Your objective: Using the entries below, write out the line with "the man, giving", the line with "dress shirt, giving", and every line in between, exactly as each is written.

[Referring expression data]
--------------------------------------------------
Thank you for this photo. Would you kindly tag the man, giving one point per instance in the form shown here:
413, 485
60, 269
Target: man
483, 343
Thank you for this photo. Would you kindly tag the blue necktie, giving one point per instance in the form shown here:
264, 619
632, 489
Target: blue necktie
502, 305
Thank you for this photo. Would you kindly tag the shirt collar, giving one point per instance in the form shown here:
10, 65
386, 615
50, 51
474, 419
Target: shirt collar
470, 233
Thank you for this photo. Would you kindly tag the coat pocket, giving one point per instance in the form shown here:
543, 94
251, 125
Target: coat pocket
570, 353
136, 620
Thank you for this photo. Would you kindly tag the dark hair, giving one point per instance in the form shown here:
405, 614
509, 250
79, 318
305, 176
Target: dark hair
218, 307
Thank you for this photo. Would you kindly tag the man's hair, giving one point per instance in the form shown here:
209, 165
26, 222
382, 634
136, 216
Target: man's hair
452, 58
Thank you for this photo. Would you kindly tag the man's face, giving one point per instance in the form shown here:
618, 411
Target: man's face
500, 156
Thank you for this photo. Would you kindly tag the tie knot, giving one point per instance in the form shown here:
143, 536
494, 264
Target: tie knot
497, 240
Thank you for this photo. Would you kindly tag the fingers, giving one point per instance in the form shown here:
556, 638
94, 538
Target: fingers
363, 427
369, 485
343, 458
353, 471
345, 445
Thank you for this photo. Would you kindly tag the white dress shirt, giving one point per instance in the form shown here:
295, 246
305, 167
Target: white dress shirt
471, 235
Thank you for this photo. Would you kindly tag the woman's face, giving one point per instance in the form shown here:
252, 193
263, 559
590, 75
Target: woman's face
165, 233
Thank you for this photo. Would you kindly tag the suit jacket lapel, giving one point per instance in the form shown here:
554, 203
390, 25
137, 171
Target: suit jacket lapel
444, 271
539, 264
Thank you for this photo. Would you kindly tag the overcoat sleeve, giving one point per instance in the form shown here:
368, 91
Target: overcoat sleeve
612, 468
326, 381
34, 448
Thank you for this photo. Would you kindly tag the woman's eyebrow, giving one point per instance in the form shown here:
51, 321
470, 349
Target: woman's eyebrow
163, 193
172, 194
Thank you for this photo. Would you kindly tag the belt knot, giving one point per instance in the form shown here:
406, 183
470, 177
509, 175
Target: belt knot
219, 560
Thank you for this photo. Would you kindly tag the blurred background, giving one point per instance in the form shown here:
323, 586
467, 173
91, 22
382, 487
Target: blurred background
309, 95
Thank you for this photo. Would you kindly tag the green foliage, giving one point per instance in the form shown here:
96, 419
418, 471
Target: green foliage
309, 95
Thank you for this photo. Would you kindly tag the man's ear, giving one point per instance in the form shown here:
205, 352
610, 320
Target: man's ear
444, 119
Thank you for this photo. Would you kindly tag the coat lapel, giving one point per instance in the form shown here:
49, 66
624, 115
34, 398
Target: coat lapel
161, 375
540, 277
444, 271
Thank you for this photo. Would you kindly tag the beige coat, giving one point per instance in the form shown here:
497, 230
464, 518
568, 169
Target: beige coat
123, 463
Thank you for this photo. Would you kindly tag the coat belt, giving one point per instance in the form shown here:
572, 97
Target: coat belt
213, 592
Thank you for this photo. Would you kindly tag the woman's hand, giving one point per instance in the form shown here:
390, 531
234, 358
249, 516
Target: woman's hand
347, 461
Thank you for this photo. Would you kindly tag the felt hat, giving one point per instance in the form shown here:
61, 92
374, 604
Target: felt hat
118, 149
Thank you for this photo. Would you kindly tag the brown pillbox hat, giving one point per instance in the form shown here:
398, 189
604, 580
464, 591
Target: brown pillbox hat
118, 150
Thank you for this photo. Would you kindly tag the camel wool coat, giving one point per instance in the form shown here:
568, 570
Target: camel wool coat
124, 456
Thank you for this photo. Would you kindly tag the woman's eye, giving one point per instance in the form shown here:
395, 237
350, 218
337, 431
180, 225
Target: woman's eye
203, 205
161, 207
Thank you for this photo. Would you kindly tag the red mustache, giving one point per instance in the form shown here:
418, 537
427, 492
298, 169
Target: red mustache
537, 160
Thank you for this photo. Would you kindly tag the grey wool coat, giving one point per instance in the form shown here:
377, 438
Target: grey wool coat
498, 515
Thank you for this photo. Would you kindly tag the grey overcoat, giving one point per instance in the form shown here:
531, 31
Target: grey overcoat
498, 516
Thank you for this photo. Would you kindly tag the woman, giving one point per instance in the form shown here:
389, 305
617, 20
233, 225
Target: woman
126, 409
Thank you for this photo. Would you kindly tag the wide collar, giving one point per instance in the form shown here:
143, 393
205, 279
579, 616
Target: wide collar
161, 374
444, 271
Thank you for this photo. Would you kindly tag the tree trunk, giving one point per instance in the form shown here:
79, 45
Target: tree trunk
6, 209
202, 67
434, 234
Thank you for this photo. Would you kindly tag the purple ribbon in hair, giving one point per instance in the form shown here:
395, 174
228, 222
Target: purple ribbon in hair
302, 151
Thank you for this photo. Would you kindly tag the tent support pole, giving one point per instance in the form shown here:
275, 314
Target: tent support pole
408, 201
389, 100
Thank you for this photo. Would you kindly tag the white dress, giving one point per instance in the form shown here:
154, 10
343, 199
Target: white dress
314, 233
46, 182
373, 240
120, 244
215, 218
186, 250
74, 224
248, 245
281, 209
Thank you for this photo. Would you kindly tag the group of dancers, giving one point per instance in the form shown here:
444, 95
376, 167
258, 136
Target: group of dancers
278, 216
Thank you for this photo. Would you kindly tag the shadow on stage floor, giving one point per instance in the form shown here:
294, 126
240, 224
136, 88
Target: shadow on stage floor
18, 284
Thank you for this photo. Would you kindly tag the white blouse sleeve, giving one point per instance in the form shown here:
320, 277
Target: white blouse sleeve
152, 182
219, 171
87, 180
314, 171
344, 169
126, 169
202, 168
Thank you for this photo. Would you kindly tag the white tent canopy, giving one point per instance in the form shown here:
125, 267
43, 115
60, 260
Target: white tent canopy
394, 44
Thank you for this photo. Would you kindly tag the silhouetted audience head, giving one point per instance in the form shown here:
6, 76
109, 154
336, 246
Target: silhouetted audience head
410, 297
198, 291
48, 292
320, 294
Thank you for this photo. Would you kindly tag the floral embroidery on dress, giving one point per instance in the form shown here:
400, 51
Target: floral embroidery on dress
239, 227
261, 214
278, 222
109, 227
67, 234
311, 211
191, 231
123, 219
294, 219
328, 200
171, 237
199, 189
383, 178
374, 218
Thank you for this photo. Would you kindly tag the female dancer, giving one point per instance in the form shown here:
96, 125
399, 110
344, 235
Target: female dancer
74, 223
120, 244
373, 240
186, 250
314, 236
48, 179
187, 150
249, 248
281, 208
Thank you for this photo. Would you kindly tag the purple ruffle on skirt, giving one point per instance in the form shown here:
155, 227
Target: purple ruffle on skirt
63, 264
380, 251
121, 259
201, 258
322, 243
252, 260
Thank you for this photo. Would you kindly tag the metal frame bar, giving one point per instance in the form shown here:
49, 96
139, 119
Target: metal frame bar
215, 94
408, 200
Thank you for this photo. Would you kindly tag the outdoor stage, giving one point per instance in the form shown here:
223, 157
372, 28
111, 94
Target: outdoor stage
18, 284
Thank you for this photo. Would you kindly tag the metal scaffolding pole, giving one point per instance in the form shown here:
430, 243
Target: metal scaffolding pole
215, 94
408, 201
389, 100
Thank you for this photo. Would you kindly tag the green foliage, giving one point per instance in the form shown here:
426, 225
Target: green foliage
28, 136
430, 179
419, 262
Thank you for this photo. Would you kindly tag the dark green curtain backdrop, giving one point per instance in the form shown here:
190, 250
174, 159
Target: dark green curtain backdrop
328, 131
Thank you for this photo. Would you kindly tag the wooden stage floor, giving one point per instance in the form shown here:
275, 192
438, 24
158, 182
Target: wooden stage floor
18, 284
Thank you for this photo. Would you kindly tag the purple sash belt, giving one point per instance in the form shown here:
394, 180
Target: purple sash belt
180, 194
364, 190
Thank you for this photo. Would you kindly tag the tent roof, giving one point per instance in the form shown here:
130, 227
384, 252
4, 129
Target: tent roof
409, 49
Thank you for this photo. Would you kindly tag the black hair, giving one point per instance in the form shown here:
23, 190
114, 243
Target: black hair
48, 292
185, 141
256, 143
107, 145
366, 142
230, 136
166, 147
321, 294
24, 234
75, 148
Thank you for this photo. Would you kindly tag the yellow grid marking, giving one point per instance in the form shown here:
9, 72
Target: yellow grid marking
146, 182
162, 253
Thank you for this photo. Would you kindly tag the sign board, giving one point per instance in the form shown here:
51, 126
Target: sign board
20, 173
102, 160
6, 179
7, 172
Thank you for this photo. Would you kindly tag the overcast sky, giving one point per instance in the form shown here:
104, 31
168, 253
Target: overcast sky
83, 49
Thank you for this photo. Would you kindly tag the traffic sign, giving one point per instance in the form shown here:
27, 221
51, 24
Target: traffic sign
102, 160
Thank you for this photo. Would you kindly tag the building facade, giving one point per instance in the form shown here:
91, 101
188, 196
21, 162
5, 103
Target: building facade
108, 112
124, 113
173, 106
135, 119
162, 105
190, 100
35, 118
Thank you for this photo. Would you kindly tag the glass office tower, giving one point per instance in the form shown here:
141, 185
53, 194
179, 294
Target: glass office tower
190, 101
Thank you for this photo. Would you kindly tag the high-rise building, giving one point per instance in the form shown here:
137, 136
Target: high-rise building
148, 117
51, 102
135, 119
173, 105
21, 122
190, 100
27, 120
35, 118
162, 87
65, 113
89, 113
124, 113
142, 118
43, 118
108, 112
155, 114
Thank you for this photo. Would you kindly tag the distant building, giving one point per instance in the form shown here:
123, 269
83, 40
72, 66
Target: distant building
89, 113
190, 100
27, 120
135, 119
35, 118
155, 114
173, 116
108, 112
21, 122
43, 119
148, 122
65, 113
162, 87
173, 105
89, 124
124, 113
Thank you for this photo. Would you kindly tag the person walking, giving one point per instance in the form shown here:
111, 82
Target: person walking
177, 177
--------------------------------------------------
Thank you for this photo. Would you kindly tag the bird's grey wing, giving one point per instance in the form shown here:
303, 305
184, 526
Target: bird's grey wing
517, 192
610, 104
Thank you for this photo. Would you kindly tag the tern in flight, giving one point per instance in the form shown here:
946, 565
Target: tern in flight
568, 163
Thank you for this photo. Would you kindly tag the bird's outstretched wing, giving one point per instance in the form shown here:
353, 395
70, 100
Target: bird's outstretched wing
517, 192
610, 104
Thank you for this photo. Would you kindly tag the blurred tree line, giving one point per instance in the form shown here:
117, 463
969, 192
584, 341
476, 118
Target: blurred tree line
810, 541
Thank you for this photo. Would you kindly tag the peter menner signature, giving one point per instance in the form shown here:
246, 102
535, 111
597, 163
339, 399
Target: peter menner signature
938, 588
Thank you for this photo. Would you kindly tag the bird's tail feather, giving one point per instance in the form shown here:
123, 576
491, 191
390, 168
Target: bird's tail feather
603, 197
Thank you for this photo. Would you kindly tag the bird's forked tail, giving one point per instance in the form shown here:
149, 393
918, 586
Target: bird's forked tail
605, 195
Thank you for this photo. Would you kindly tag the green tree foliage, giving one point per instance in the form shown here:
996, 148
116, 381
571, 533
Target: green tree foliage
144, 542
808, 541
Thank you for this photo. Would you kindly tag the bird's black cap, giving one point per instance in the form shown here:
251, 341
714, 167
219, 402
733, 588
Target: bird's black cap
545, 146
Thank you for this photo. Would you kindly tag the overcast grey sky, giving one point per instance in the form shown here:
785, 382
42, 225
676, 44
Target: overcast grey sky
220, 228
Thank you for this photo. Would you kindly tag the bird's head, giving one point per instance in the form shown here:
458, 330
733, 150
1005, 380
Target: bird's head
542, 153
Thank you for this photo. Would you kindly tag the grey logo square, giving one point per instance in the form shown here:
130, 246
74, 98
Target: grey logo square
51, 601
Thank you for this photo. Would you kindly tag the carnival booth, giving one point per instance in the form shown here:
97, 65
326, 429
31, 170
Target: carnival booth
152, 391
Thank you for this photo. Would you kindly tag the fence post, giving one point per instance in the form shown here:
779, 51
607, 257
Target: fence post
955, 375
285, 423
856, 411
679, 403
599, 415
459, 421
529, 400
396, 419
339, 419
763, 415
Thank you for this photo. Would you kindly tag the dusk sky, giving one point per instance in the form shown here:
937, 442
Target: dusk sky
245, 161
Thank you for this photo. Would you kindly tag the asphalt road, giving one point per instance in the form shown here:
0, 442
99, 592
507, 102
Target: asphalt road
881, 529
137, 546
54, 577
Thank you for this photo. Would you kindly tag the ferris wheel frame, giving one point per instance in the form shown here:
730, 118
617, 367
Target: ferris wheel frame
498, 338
--------------------------------------------------
Solution for this task:
Thank you for this photo. Would you kindly tag the man, giving one point per instance in the form shown here:
413, 485
60, 269
Target: man
483, 343
Thank you for this photo. Would you kindly tag the blue necktie, giving one point per instance in the form shown here:
264, 619
632, 489
Target: blue necktie
502, 305
Thank you for this photo. Would you kindly tag the shirt collar, giving one point per instance in the form shown here:
10, 65
386, 615
50, 51
474, 419
Target: shirt collar
470, 233
Thank you for this photo. Would you kindly tag the coat pocket, giving one point per instance in the form shown here:
543, 94
251, 125
Target: coat pocket
570, 353
136, 620
Thank you for this photo. Would you kindly tag the dark hair, giving one point per instance in the form shown here:
405, 614
509, 250
79, 318
305, 176
Target: dark hair
218, 307
Thank you for this photo. Would you kindly tag the man's hair, giving one point per instance in the form shown here:
209, 165
26, 222
382, 634
136, 216
Target: man's hair
452, 58
Thank you for this photo. Would you kindly tag the man's face, giving one point per instance in the form shown here:
618, 411
Target: man's face
500, 156
Thank you for this photo. Would you kindly tag the tie knot, giving one point per instance in the form shown here:
143, 536
494, 264
Target: tie knot
497, 240
Thank you for this photo. Would you kindly tag the fingers, giving one point per instance in the form shown here:
556, 638
94, 538
Target: fingers
363, 427
369, 485
343, 458
353, 471
345, 445
Thank you for this photo. Would you kindly tag the white dress shirt, giving one point per instance in the form shown here:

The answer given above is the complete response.